- [Passage to read]:
*** Begin section ***
Outpatient commitment generally has stricter eligibility requirements than inpatient commitment. New York’s law, one of the most detailed in the country, requires the court to find all of the following by “clear and convincing evidence”: the person has a mental illness, is unlikely to survive safely in the community without supervision, and has a documented history of noncompliance with treatment that led to repeated hospitalizations or violent behavior. Specifically, the person must have been hospitalized at least twice in 36 months due to treatment noncompliance, or committed at least one act of serious violence in the past 48 months.

On top of all that, the court must also find that the person is unlikely to voluntarily participate in treatment and that outpatient commitment is the least restrictive option available. If a less restrictive program exists that could effectively address the person’s mental health needs, the court cannot grant the order.

The Least Restrictive Alternative

A principle woven through nearly every state’s commitment law is that treatment should be delivered in the least restrictive setting possible. This concept traces back to the U.S. Supreme Court’s 1960 decision in Shelton v. Tucker, which held that the government cannot pursue a legitimate goal through means that broadly restrict personal liberties when a narrower approach would work.
*** End section ***
- [Your instructions]:
Copy out the passage on outpatient commitment and the least restrictive alternative word for word, in full.

- [Raw data]:
*** Begin section ***
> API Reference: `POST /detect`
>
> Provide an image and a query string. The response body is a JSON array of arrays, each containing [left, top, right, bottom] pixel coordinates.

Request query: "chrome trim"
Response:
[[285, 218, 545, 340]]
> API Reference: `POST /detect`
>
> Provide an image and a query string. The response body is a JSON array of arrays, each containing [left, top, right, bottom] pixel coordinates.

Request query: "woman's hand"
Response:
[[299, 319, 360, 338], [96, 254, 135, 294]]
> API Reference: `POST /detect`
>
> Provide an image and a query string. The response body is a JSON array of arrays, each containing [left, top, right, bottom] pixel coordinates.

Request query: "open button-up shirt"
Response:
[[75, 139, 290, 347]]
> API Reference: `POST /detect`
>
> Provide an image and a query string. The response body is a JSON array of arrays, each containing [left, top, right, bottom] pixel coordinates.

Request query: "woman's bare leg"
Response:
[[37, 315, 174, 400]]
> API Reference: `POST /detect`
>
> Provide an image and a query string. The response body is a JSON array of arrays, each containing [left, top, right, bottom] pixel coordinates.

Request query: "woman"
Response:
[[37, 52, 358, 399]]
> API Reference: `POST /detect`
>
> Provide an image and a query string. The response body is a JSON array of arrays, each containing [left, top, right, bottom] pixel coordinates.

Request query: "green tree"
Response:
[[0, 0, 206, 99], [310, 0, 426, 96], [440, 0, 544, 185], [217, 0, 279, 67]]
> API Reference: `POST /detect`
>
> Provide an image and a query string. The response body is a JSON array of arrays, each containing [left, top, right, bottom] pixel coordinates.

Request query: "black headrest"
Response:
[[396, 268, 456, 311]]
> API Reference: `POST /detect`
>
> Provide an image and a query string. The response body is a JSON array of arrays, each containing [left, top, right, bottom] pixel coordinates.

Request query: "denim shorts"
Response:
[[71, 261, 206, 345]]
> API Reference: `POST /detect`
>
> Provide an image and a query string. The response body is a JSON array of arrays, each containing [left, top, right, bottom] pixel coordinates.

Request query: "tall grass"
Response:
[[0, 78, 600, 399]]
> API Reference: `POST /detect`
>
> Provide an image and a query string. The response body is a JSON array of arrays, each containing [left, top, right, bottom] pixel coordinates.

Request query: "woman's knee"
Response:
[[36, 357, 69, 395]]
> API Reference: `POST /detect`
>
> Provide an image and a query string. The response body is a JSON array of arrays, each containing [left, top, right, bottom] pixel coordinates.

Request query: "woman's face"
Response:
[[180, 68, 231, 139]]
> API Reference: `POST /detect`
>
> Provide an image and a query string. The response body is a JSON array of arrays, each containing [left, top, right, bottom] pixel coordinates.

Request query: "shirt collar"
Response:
*** End section ***
- [Exercise response]:
Outpatient commitment generally has stricter eligibility requirements than inpatient commitment. New York’s law, one of the most detailed in the country, requires the court to find all of the following by “clear and convincing evidence”: the person has a mental illness, is unlikely to survive safely in the community without supervision, and has a documented history of noncompliance with treatment that led to repeated hospitalizations or violent behavior. Specifically, the person must have been hospitalized at least twice in 36 months due to treatment noncompliance, or committed at least one act of serious violence in the past 48 months.

On top of all that, the court must also find that the person is unlikely to voluntarily participate in treatment and that outpatient commitment is the least restrictive option available. If a less restrictive program exists that could effectively address the person’s mental health needs, the court cannot grant the order.

The Least Restrictive Alternative

A principle woven through nearly every state’s commitment law is that treatment should be delivered in the least restrictive setting possible. This concept traces back to the U.S. Supreme Court’s 1960 decision in Shelton v. Tucker, which held that the government cannot pursue a legitimate goal through means that broadly restrict personal liberties when a narrower approach would work.